* _Exercise instructions_
**A.** In the book review, which first-century work is the order of Titterton's nine chapters modeled on?
**B.** Continue the book review on medieval military deception from the point where it stops.

* _Quoted passage_
'''

23.12.01 Titterton, Deception in Medieval Warfare


Studies of espionage and deception in military history have proliferated in recent years, and medieval scholars are now beginning to influence the conversation. James Titterton’s new book is a major contribution in this regard and will likely be a foundational text on deception in the Middle Ages for years to come. Well-written and easy to follow, the book presents several different aspects of the subject and bolsters them with representative examples from primarily western narrative sources and occasionally literary works. While it is not a comprehensive survey--the focus is explicitly on documents produced within the environment of England, France, and the Low Countries between 1000 and 1300--it should stimulate similar studies of other locales in medieval Europe, the Near East, and North Africa.

At the same time, the book offers a glimpse into the complexity of the subject and some of the pitfalls that lie within its study. Deception implies premeditation, which cannot always be proven because it is often hard to judge the intent of actors in medieval documents, particularly those making decisions on campaign and especially in the midst of combat. To clarify the subject and frame his analysis, Titterton offers a clear definition of military deception at the start: “deliberate attempts to deceive or mislead an enemy in order to gain a strategic or tactical advantage” (2). This seems eminently simple and reasonable at first glance. Looking again, however, how does one discern “deliberation?” Going further, how can one confidently determine whether a given tactic was deceitful in conception or, rather, simply the product of good military planning and execution? Titterton readily admits the difficulties posed by these sorts of questions, yet the conundrum nonetheless occasionally leads him into questionable interpretations.

He lays out his argument in nine chapters, cleverly modeled on the order of topics in Sextus Julius Frontinus’s first-century Strategemata (7). Each chapter introduces a general subset of deceptive activities, followed by discussion of its particular aspects and then representative examples. Chapter One, “Trickery in Medieval Culture,” surveys the general topic of deception and attempts to sort the historiography. Much of it centers on the reliability of types of medieval sources and their (and commanders’) use or disuse of Frontinus or the Epitoma rei militaris of Flavius Vegetius Renatus. For seasoned students of medieval warfare, it is summative and probably unnecessary; for the unacquainted, it makes useful observations about how to glean martial material from problematic source texts.

Chapter Two, “Military Intelligence,” explores deliberate techniques used by aggressors: misdirection (feints), misinformation (posturing, rumors, and lies), and espionage. [1] The discussion of the latter is somewhat fraught. Titterton initially seems unsure how to distinguish spies from scouts, for the Old French term espie can mean both (39). The line between the two is indeed fuzzy, even in modern contexts, but they are clearly not the same thing. Spies engage, individually, in both overt and covert intelligence collection, whereas scouts typically only the former and often in groups. Unlike espionage, scouting (i.e. reconnaissance) is a formal activity, a so-called “enabling operation” that seeks information on terrain, routes, and the enemy’s condition and disposition. Such operations “enable” a commander to develop a situation appropriately, maintain contact with the enemy, and/or establish freedom of maneuver. The question of exactly how to collect information is one of ethics, as Titterton stresses throughout. He therefore concentrates on examples in which “chroniclers explicitly describe deception being used to gather intelligence” (42), a good solution to be sure, and he does well to alert readers to how knowledge of medieval intelligence collection is highly reliant on how prejudiced sources judged the behavior of a given actor in a particular circumstance.

'''

* _Recorded data_
'''

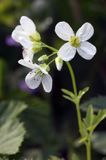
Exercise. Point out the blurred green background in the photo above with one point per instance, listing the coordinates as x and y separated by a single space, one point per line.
48 122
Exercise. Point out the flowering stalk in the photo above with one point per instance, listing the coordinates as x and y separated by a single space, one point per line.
27 35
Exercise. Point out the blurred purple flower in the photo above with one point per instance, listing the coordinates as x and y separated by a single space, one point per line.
10 42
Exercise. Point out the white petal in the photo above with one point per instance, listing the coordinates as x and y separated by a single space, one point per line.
85 32
67 52
17 33
64 31
33 80
42 70
59 63
27 25
47 83
26 43
86 50
28 55
27 64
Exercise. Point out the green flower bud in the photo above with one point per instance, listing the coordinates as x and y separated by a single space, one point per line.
59 63
45 66
35 37
37 46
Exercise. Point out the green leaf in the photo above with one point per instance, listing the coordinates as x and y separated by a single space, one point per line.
98 118
69 93
11 130
55 158
74 156
68 98
99 142
82 92
2 77
97 102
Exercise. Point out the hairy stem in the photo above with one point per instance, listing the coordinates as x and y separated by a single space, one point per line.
88 149
72 77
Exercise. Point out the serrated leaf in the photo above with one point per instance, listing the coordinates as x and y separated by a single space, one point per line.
11 130
97 102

'''

* _Responses by task_
**A.** Sextus Julius Frontinus's Strategemata.

**B.**
Chapter Three, “Element of Surprise,” covers ambushes and other types of what Titterton considers to be deceptive tactics, such as night raids and attacks at dawn. Here, I think he reaches too far because not all surprise attacks should be considered deceptive, contra his prior assertion in Chapter Two that “it is usually necessary to deceive the person you wish to surprise” (28). This is far too glib. Good planning and competent execution in movement and maneuver can create the necessary conditions for a surprise attack sans deception. Examples are tactical (refusals and flanks); operational (audacious gap crossings, movements-to-contact, reconnaissance-in-force, or stealing a march); and strategic (rapid mobilizations or fortress construction). Serendipity is often a factor, as is stupidity on the part of a surprised commander or military unit moving too fast or against orders. Indeed, surprise is usually a two-way street. Opponents caught off their guard are often just incompetent--perhaps they have neglected security operations (like guards or screens), conducted poor intelligence collection, or underestimated or misjudged their enemies. In other words, opportunistic generalship that takes advantage of a foe’s shortcomings need not employ deceit, even if cast as “shameful” behavior by chroniclers (who, as Titterton notes, were often inexpert).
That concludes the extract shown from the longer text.